▸ **Texto proporcionado**
• • • • • • •
Pero todo esto, que da una idea de historia en la línea Dennis Lehane, con sus pueblos y sus retratos familiares quebrados, se resiente en pos de un espíritu sardónico que la autora de la novela original Gillian Flynn construye y Fincher traduce muy bien en imágenes, y pone en escena magistralmente. Perdida es, básicamente, una sátira, y una muy genial. Allí hay un material de base que mezcla en su olla a los medios, la moral pueblerina, las instituciones del Estado, el periodismo. Pero donde fundamentalmente el centro del experimento es el propio espectador, que ve cómo sus expectativas son totalmente fraguadas por una trama zigzagueante plagada de quiebres, giros, contradicciones, ambigüedades, inexactitudes y escasez de rigor. Todo esto, que podría ser cuestionado y con justeza, se aprecia y se disfruta porque simplemente la película lo dice explícitamente, con total ánimo lúdico. Ese Juego de la vida que aparece ingenuamente al comienzo, no es más que un elemento emblema que el guión dispone como advertencia: lo que vamos a ver es un juego, una total puesta en escena, un entretenimiento virtuoso que apuesta a sorprender y llevar las cosas más allá a riesgo de quebrarse.
Pero Perdida nunca se quiebra, más allá de un epílogo donde las páginas de la novela parecen amontonarse y complicar la claridad del desenlace. Fincher construye una primera hora sumamente sólida, que funciona como bálsamo y antídoto para todo el disparate que comienza a develarse luego, cuando se resuelve el misterio y todavía queda más de una hora de película: es honorable decir, también, que para disfrutar de la película es necesario ingresar en ese juego que se plantea. Si en El club de la pelea o Al filo de la muerte el director se pasaba de listo y jugaba a sorprendernos con demasiada trampa, aquí hace lo contrario: nos dice en la cara que nos está trampeando (porque nadie puede tomarse en serio muchas de las cosas que se ven), para proponernos ser cómplices en el asunto. Y en la complicidad, disfrutar de la farsa que se monta, que es de las más divertidas. Con esta operación, la película lo que hace es un movimiento interesantísimo: si lo que se ve son una serie de personajes que mienten para una sociedad ansiosa por amar u odiar a referentes mediáticos, finalmente es el espectador el que cae presa de ese juego de máscaras que Perdida resulta: ¿thriller?, ¿comedia negra?, ¿drama romántico? ¿Qué nos creemos en serio y qué decimos creer por conveniencia? ¿Por qué miramos películas? ¿Por qué nos entregamos con fascinación a este juego en el que somos manipulados explícitamente?
• • • • • • •
▸ **Registros del conjunto**

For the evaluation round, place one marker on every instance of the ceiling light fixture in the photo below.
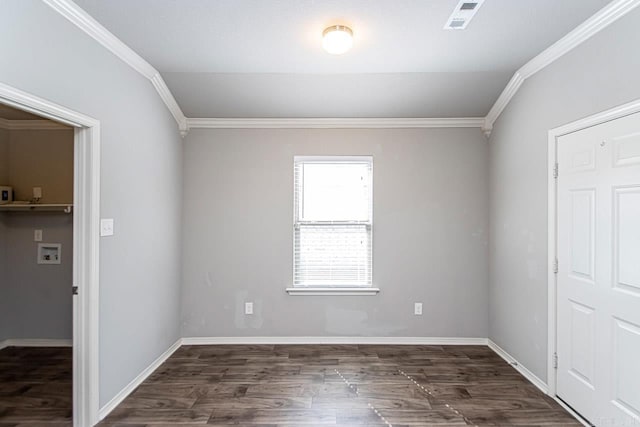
(337, 39)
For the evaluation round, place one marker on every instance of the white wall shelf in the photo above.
(37, 207)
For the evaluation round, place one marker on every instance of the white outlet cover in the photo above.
(106, 227)
(248, 308)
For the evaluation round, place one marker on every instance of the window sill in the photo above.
(332, 291)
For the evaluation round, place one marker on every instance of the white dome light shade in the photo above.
(337, 39)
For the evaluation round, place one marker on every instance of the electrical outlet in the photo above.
(248, 308)
(106, 227)
(417, 309)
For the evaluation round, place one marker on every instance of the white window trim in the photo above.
(367, 290)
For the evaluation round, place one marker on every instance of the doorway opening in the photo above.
(58, 229)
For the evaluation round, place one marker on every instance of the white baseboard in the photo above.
(519, 367)
(35, 342)
(126, 391)
(334, 340)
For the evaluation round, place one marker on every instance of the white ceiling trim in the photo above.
(336, 123)
(603, 18)
(31, 125)
(81, 19)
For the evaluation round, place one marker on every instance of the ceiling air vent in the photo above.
(468, 6)
(462, 14)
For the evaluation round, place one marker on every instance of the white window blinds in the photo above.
(333, 221)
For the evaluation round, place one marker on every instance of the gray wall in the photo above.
(598, 75)
(33, 158)
(37, 298)
(141, 179)
(430, 234)
(4, 179)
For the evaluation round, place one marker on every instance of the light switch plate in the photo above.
(417, 309)
(106, 227)
(248, 308)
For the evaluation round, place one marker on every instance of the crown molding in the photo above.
(31, 125)
(335, 123)
(596, 23)
(85, 22)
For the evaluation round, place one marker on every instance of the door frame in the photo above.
(86, 245)
(584, 123)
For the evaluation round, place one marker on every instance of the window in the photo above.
(333, 223)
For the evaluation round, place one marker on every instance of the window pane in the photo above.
(335, 192)
(332, 255)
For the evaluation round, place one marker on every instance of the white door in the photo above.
(598, 293)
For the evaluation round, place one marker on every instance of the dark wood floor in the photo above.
(346, 385)
(35, 387)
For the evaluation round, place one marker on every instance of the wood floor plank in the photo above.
(292, 385)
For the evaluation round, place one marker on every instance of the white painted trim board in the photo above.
(519, 367)
(35, 342)
(335, 123)
(31, 125)
(583, 32)
(86, 261)
(596, 23)
(129, 388)
(334, 340)
(584, 123)
(85, 22)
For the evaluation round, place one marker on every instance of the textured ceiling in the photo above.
(263, 58)
(10, 113)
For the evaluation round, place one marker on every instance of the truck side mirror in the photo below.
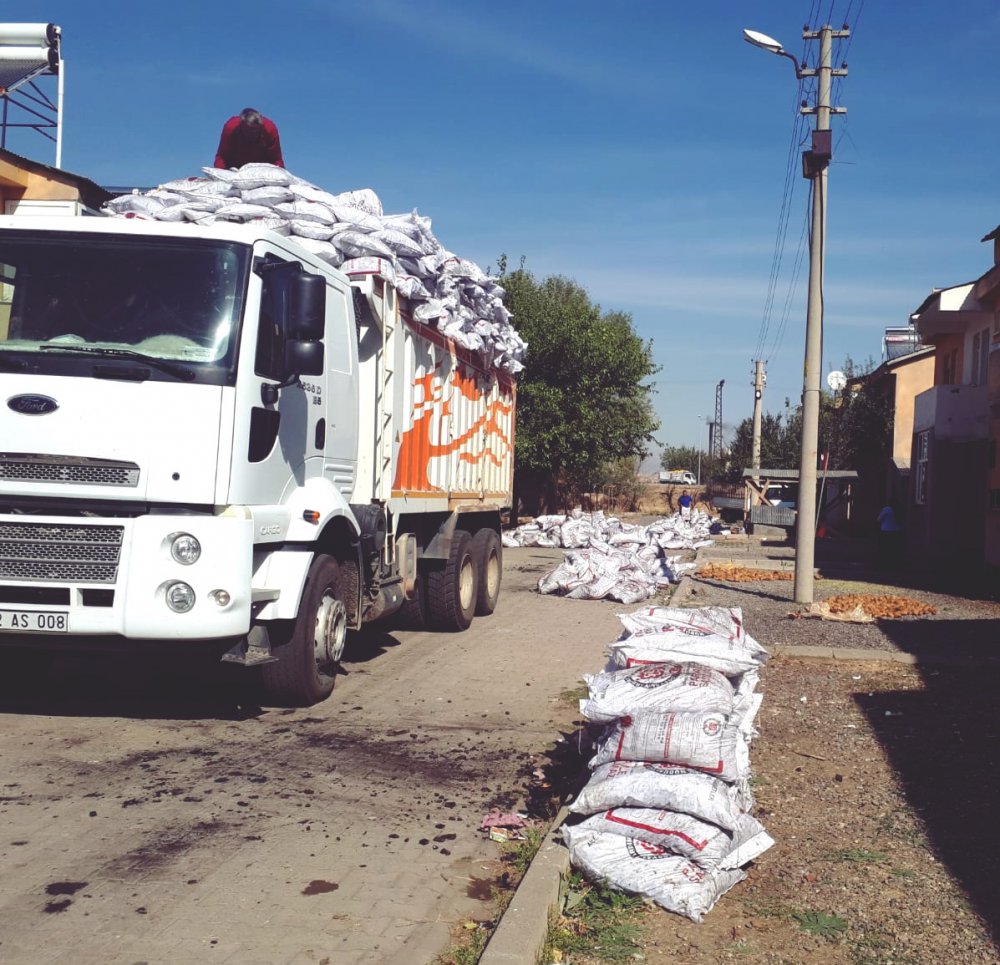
(306, 308)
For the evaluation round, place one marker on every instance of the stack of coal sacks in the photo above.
(349, 231)
(666, 813)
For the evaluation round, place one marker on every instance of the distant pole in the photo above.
(815, 164)
(717, 444)
(758, 394)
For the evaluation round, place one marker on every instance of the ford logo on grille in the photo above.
(32, 404)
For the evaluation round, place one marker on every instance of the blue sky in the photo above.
(639, 148)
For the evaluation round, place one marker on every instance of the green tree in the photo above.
(854, 424)
(780, 439)
(583, 399)
(693, 459)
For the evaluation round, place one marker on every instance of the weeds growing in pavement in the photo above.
(517, 855)
(595, 920)
(861, 856)
(469, 949)
(820, 923)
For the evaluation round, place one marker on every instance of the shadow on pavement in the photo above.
(148, 686)
(944, 744)
(136, 686)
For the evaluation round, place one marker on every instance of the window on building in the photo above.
(949, 369)
(980, 357)
(923, 462)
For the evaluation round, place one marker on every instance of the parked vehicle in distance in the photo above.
(679, 476)
(213, 440)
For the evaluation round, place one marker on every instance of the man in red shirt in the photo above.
(248, 137)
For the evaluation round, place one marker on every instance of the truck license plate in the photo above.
(33, 621)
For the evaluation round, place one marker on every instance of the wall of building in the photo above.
(949, 359)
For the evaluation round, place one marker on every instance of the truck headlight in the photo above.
(179, 597)
(184, 548)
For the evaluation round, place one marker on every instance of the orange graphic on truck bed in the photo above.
(461, 417)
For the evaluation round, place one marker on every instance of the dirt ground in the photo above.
(879, 783)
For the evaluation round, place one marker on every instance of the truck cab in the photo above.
(200, 439)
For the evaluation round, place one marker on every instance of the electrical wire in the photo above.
(788, 190)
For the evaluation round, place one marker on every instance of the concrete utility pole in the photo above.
(815, 164)
(759, 378)
(814, 168)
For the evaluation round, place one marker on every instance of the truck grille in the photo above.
(60, 552)
(21, 467)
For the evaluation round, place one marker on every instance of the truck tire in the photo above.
(412, 614)
(308, 660)
(452, 589)
(487, 551)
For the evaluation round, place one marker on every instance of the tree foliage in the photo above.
(583, 399)
(780, 439)
(854, 424)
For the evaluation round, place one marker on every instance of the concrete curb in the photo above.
(520, 936)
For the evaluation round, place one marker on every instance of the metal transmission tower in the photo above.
(715, 443)
(29, 51)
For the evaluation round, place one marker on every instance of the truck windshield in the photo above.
(175, 301)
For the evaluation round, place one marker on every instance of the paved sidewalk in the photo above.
(520, 935)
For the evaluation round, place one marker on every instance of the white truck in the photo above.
(678, 477)
(210, 436)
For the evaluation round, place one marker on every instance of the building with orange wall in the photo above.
(954, 442)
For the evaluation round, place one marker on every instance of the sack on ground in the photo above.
(644, 869)
(646, 784)
(713, 743)
(707, 845)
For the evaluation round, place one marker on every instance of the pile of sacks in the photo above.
(611, 559)
(349, 231)
(666, 812)
(579, 530)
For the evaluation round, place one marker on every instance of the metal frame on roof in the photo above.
(29, 51)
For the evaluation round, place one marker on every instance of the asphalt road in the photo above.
(151, 816)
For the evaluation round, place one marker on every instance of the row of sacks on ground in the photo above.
(666, 813)
(618, 561)
(350, 232)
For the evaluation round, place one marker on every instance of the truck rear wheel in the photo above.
(307, 664)
(452, 589)
(487, 551)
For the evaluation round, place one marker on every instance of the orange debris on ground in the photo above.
(882, 606)
(732, 573)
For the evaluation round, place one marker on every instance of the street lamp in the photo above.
(815, 163)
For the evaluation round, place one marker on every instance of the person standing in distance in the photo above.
(248, 137)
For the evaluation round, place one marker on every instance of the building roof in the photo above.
(91, 194)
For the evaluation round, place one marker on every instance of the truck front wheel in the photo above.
(308, 660)
(453, 588)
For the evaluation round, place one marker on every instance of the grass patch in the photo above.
(819, 923)
(768, 908)
(595, 920)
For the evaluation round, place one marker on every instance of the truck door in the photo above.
(277, 442)
(340, 453)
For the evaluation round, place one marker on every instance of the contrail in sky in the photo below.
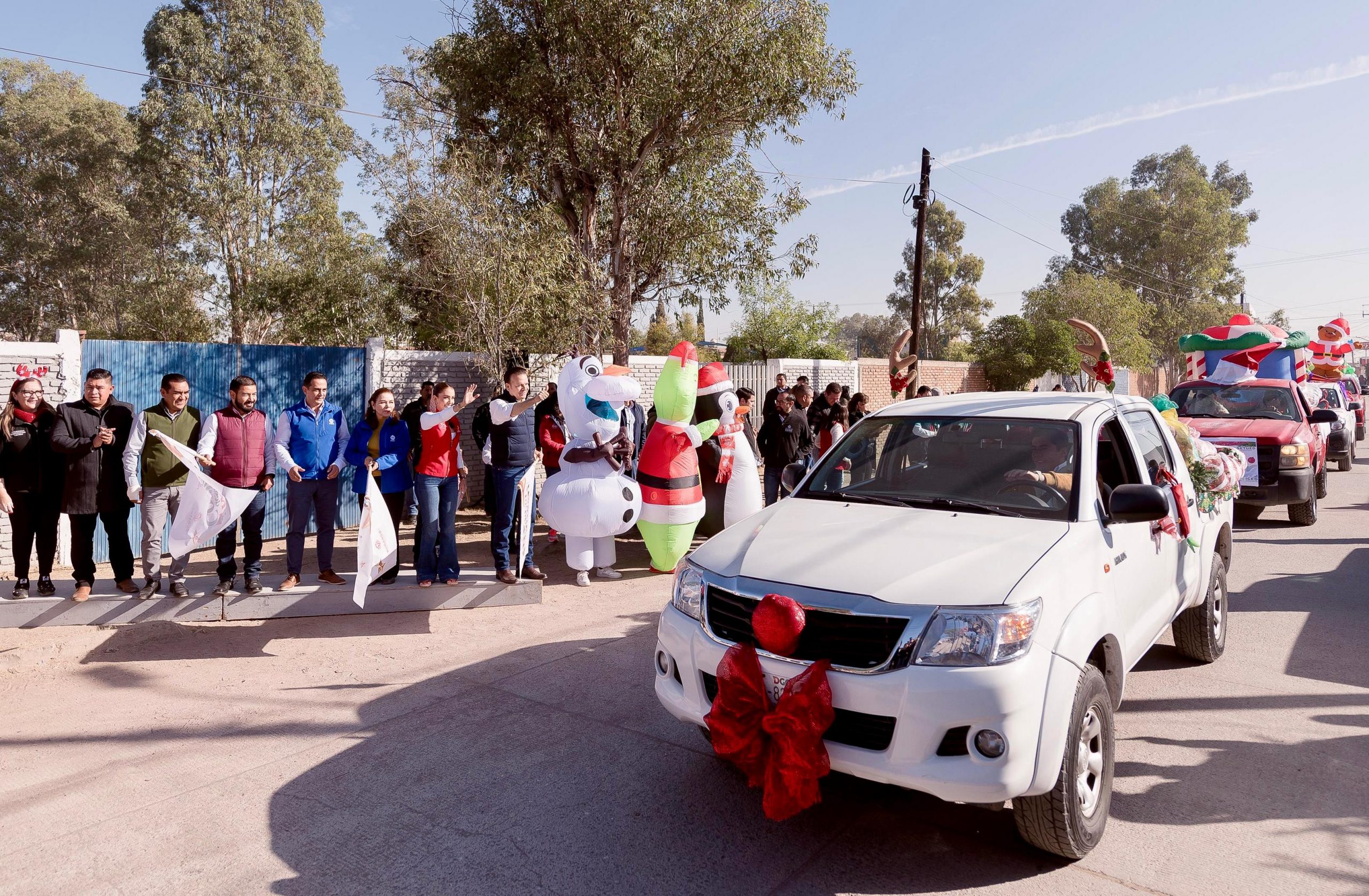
(1282, 82)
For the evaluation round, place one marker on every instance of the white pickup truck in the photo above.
(982, 571)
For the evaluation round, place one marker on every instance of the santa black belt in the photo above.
(662, 482)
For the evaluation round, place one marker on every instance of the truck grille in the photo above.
(851, 728)
(1268, 460)
(847, 639)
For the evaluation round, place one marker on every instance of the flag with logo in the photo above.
(377, 549)
(207, 508)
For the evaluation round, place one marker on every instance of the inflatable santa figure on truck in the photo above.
(673, 494)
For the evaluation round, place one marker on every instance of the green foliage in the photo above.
(952, 307)
(86, 241)
(634, 119)
(257, 177)
(871, 336)
(1118, 311)
(477, 267)
(1174, 230)
(778, 326)
(1015, 352)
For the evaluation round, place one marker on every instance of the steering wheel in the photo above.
(1047, 497)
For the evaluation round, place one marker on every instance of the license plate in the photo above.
(774, 687)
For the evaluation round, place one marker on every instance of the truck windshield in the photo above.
(1264, 403)
(963, 464)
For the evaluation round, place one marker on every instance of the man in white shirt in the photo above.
(163, 476)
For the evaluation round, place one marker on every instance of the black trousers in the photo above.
(35, 519)
(82, 544)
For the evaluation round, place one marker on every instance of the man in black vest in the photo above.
(512, 453)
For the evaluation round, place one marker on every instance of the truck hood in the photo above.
(897, 554)
(1264, 431)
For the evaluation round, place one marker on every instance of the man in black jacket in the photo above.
(783, 439)
(94, 432)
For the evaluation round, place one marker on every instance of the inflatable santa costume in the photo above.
(1331, 349)
(673, 496)
(590, 501)
(726, 461)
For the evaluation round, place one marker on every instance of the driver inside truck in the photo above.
(1053, 456)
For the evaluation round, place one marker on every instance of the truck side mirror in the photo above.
(1138, 504)
(791, 475)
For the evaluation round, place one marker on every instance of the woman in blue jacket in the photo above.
(380, 448)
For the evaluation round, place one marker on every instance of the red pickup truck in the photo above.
(1291, 452)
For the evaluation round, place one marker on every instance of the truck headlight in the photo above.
(1294, 456)
(688, 594)
(978, 637)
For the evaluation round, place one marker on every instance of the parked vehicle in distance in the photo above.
(982, 571)
(1341, 442)
(1357, 397)
(1272, 420)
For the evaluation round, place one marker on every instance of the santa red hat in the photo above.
(712, 378)
(1241, 366)
(1341, 326)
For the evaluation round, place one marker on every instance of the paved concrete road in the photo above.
(521, 750)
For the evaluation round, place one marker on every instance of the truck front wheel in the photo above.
(1070, 820)
(1201, 631)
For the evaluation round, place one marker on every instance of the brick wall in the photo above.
(949, 376)
(60, 383)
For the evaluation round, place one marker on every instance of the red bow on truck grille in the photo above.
(779, 750)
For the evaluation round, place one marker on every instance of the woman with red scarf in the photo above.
(30, 483)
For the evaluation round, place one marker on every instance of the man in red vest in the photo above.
(233, 445)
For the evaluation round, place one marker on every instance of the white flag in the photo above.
(207, 508)
(377, 549)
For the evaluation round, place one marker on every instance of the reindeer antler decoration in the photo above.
(897, 378)
(1098, 360)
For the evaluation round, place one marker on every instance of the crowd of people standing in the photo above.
(96, 457)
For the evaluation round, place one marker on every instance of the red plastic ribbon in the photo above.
(779, 750)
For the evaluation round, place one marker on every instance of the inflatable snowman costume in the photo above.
(590, 501)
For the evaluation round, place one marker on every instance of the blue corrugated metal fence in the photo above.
(278, 370)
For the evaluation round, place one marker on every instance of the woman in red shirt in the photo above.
(551, 437)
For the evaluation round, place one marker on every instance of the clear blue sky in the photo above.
(1283, 104)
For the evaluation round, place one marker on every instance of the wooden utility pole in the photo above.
(916, 316)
• • • • • • •
▸ **Descripción de la tarea**
Reescribe de forma más breve el párrafo del texto sobre la película Perdida que empieza con «Pero Perdida nunca se quiebra». Conserva sus datos principales. Los registros no guardan relación con el texto.

▸ **Resultado esperado**
Perdida nunca se quiebra, salvo en un epílogo donde las páginas de la novela parecen amontonarse y complican la claridad del desenlace. Fincher construye una primera hora muy sólida. Esa hora compensa el disparate que se revela después, cuando se resuelve el misterio y todavía queda más de una hora de película. Para disfrutarla hay que entrar en el juego que plantea. En El club de la pelea o Al filo de la muerte, el director sorprendía con demasiada trampa. Aquí, en cambio, admite abiertamente que engaña al espectador y lo invita a ser cómplice de una farsa muy divertida. Los personajes mienten ante una sociedad ansiosa por amar u odiar a referentes mediáticos, pero al final es el espectador quien cae en ese juego de máscaras. La película deja abierto si es thriller, comedia negra o drama romántico. También pregunta qué creemos en serio, por qué miramos películas y por qué aceptamos con fascinación ser manipulados.